Exercise =
Make an exact copy of all the data.

(Rows from a dataset)
━━━━━━

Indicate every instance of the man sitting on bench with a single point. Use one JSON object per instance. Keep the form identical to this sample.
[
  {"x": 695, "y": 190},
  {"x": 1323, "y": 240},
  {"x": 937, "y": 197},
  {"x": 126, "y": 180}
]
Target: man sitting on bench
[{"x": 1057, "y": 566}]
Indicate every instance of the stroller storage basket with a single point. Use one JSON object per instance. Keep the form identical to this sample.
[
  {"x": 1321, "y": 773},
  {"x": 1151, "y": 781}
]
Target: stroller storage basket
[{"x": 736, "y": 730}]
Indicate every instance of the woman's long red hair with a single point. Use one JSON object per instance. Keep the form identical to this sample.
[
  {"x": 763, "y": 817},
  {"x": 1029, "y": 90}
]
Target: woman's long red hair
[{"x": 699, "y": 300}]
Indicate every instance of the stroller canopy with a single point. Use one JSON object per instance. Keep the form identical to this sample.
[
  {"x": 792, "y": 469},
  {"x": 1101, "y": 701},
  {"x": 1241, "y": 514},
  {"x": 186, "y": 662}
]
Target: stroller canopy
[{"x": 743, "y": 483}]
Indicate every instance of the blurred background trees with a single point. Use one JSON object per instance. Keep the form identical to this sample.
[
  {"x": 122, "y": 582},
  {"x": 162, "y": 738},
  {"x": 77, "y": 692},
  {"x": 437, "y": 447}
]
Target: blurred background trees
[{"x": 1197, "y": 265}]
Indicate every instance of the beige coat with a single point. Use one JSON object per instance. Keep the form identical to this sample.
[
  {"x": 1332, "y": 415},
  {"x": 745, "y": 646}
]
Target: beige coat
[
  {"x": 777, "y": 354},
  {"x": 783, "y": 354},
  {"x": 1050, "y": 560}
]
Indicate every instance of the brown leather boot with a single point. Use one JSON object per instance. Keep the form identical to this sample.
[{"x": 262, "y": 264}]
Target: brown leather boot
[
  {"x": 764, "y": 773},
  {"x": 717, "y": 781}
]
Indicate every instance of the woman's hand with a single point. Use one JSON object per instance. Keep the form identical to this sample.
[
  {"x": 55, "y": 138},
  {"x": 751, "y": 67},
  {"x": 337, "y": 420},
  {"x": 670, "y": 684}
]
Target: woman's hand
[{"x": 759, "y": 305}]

━━━━━━

Answer to the task =
Indicate every instance of the man sitting on bench with a single point. Use one JSON object per instance. Keep the form identical to this sample.
[
  {"x": 695, "y": 190},
  {"x": 1323, "y": 240},
  {"x": 937, "y": 197},
  {"x": 126, "y": 180}
]
Target: man sitting on bench
[{"x": 1057, "y": 566}]
Indicate every instance of the stroller storage basket with a single point. Use one JSON object per instance. Keep the form identical to this sample.
[
  {"x": 1321, "y": 773},
  {"x": 1151, "y": 781}
]
Target: stroller storage basket
[{"x": 736, "y": 730}]
Indicate every instance of the woman's long red hair with a single point. Use one JSON object per instance. Keep the form identical to this sample.
[
  {"x": 763, "y": 817},
  {"x": 1029, "y": 90}
]
Target: woman's long red hair
[{"x": 699, "y": 300}]
Indicate every instance of the stroller canopy with a single point. Use one JSON object per instance. Keep the form identical to this sample.
[
  {"x": 792, "y": 469},
  {"x": 1101, "y": 701},
  {"x": 1241, "y": 514},
  {"x": 186, "y": 662}
]
Target: stroller canopy
[{"x": 743, "y": 483}]
Indicate every instance of the blurred background trees with a single point. Use one JSON object per instance. Keep the form identical to this sample.
[
  {"x": 122, "y": 582},
  {"x": 162, "y": 738},
  {"x": 77, "y": 692},
  {"x": 437, "y": 447}
]
Target: blurred background trees
[{"x": 1197, "y": 265}]
Indicate every instance of the beige coat with a single point. Use one JSON object per instance. Keep the form identical to this sample.
[
  {"x": 1332, "y": 415},
  {"x": 745, "y": 646}
]
Target: beige coat
[
  {"x": 777, "y": 354},
  {"x": 783, "y": 354},
  {"x": 1050, "y": 560}
]
Indicate every instance of the brown leather boot with a single point. Use one JSON object per instance. Keep the form identical to this sample.
[{"x": 262, "y": 264}]
Target: brown leather boot
[
  {"x": 764, "y": 773},
  {"x": 717, "y": 781}
]
Indicate every instance of the woman's hand with a single point. Use one JSON object per instance. Keep the form identical to this sample.
[
  {"x": 55, "y": 138},
  {"x": 751, "y": 67},
  {"x": 337, "y": 420},
  {"x": 670, "y": 684}
]
Target: woman's hand
[{"x": 759, "y": 305}]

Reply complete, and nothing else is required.